Task brief |
Could you return only the lines that run from the line with "Annotate the seated" through the final line of the data, exactly as they stand?

Data supplied |
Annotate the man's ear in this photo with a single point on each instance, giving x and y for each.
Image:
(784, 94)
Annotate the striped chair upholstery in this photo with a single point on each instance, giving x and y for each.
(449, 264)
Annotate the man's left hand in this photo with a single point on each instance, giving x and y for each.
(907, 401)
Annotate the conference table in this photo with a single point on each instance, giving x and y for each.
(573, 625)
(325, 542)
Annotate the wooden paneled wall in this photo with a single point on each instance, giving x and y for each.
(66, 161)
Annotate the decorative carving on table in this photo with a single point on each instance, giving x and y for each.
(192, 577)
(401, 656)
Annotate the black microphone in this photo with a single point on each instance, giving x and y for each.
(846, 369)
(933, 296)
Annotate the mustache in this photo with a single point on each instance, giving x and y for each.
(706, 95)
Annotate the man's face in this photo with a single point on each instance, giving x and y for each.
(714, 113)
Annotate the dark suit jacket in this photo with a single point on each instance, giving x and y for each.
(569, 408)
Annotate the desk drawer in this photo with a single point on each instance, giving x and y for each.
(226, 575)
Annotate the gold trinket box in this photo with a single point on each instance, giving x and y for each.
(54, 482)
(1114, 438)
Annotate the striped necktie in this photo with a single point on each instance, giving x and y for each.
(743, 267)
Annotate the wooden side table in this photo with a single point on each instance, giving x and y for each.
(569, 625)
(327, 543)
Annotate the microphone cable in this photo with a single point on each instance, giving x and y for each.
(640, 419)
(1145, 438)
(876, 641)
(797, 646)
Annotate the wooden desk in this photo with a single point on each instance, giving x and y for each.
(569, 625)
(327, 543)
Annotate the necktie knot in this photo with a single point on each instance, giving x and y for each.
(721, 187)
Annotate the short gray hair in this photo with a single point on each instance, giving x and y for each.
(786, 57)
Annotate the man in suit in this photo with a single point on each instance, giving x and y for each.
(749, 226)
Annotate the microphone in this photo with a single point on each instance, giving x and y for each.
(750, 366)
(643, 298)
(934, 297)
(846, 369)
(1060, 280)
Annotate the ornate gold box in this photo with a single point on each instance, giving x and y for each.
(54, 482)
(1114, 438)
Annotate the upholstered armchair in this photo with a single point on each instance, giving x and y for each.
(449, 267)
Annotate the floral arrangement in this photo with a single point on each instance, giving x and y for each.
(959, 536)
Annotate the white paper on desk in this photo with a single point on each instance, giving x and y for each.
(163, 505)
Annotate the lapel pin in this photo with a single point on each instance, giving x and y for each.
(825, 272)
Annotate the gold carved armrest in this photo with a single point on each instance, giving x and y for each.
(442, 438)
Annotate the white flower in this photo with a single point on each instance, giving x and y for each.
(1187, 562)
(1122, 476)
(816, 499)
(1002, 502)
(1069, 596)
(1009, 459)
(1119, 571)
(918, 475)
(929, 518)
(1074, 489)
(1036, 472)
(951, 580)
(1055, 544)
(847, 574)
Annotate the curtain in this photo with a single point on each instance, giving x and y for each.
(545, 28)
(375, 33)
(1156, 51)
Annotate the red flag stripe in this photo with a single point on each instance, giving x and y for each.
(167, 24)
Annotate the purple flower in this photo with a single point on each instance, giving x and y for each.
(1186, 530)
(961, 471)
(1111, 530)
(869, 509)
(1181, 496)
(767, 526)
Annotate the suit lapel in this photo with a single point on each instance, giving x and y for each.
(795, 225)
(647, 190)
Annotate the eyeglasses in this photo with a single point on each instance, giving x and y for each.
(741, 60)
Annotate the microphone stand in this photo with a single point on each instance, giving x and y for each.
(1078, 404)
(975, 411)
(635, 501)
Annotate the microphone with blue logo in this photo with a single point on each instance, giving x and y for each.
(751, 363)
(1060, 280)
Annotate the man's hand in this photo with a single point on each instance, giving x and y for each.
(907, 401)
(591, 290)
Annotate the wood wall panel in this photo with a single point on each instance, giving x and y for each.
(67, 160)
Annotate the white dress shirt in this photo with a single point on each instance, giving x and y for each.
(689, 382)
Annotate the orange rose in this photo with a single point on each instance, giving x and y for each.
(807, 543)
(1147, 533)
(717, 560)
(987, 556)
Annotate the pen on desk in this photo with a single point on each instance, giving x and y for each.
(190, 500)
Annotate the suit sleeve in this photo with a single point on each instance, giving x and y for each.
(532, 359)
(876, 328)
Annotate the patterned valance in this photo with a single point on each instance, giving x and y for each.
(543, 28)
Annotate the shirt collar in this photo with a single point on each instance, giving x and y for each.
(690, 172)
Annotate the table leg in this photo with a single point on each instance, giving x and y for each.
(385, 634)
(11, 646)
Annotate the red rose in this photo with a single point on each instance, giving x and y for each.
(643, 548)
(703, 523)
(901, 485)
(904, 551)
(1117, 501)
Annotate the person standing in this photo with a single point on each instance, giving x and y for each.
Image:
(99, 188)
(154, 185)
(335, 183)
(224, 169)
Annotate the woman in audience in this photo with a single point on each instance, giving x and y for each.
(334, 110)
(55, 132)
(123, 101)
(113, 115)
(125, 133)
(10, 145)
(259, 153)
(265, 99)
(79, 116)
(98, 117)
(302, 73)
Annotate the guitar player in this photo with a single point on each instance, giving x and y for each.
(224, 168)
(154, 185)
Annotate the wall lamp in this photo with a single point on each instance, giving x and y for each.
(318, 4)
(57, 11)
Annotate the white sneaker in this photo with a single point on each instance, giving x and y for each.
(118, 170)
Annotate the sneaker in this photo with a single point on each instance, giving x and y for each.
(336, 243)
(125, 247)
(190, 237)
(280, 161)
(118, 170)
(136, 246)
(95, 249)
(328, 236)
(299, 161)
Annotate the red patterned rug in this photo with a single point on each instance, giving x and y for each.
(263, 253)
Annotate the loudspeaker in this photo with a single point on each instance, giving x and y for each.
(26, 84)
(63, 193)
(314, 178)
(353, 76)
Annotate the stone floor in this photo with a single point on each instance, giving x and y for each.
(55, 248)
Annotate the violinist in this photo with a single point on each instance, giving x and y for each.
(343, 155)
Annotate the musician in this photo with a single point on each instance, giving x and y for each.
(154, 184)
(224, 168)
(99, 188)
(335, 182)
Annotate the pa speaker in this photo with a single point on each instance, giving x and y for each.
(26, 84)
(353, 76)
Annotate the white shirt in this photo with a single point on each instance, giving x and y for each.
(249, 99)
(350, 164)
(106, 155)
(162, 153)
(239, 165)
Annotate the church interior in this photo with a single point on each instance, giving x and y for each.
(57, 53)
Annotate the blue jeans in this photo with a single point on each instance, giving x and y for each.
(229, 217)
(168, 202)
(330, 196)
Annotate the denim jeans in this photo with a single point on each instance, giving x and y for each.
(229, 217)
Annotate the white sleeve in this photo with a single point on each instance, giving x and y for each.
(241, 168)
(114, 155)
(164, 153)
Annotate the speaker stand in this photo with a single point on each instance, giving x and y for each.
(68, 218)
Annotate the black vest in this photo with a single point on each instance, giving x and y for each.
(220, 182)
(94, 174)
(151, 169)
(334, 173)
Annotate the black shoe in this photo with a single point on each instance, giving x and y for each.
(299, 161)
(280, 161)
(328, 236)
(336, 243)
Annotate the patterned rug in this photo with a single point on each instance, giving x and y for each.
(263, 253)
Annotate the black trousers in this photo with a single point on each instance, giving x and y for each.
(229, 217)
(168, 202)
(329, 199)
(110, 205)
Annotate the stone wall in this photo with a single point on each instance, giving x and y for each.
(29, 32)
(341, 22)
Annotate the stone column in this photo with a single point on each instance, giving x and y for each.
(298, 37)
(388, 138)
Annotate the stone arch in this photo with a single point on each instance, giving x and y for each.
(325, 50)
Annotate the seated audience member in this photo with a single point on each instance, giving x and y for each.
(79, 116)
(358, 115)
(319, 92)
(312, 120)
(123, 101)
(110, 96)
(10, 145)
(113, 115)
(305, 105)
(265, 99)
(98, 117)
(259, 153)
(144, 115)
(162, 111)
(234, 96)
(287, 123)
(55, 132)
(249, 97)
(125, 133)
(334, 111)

Written reply |
Annotate the seated audience member in this photo with a single point on each instance, giving x and y for each.
(79, 116)
(358, 115)
(319, 92)
(312, 120)
(123, 101)
(110, 96)
(10, 145)
(113, 115)
(305, 105)
(265, 99)
(98, 117)
(259, 153)
(144, 115)
(162, 111)
(234, 96)
(287, 123)
(55, 132)
(249, 97)
(125, 133)
(334, 111)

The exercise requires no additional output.